## [Extrait de page]
L’Office romain, du VIème siècle à nos jours

L’Office romain, du VIème siècle à nos jours
Continuité ou rupture ?
Un essai d’évaluation critique

L’Office romain. Un rapide parcours historique

En 1971 paraissait la première édition de Liturgia Horarum juxta ritum romanum [1], qui supplantait le vénérable Breviarium romanum. L’un des objectifs des réformateurs de Vatican II était de rendre à l’Office divin son statut de prière du peuple de Dieu. Aujourd’hui les éditions en langue vernaculaire du nouvel Office [2] sont largement répandues et utilisées pour la prière communautaire et individuelle des chrétiens, clercs ou laïcs. Il nous a cependant paru bon de risquer une évaluation après quarante ans de pratique. Nous poserons donc ici deux questions cruciales : d’une part “L’Office divin actuel est-il vraiment le digne héritier du Bréviaire romain, ou marque-t-il une rupture avec une tradition séculaire ?” et d’autre part : “Les réformateurs, soucieux de rendre à tout le peuple chrétien la prière des heures, ont-ils atteint leur but ?” La brève reconstruction historique qui va suivre nous aidera à y répondre.

## [Consigne écrite]
Condensez en liste le paragraphe de l'extrait sur l'Office romain qui débute par « En 1971 paraissait », sans perdre ses faits principaux.

## [Extraits d'entrées]
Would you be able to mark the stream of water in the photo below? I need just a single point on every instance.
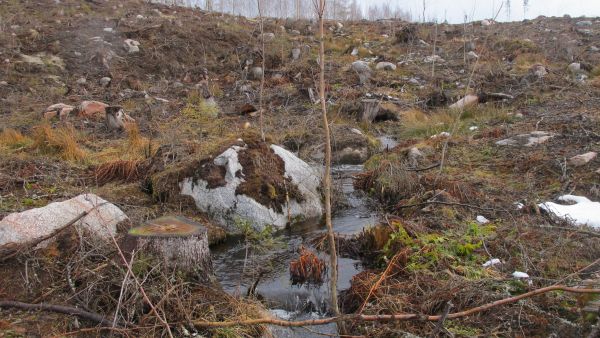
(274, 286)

...

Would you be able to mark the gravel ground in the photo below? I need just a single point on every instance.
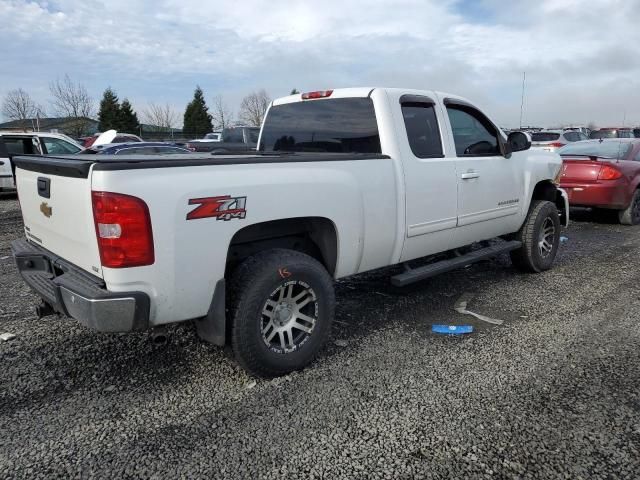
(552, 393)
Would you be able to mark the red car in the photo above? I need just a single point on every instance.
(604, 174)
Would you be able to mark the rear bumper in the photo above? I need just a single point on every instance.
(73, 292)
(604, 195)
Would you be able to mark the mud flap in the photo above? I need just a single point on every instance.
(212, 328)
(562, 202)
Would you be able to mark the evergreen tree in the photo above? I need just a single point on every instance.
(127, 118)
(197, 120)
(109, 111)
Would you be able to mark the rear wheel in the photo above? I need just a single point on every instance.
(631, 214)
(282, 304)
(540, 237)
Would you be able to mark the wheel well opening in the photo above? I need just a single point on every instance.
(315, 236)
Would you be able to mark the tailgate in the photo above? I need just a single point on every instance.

## [Solution proposée]
- 1971 : première édition de Liturgia Horarum juxta ritum romanum, qui supplante le Breviarium romanum.
- But des réformateurs de Vatican II : rendre à l'Office divin son statut de prière du peuple de Dieu.
- Aujourd'hui : éditions du nouvel Office en langue vernaculaire largement répandues, utilisées pour la prière communautaire et individuelle des chrétiens, clercs ou laïcs.
- Après quarante ans de pratique, une évaluation est proposée autour de deux questions :
  - l'Office actuel est-il le digne héritier du Bréviaire romain ou une rupture avec une tradition séculaire ?
  - les réformateurs ont-ils atteint leur but de rendre la prière des heures à tout le peuple chrétien ?
- Une brève reconstruction historique doit aider à y répondre.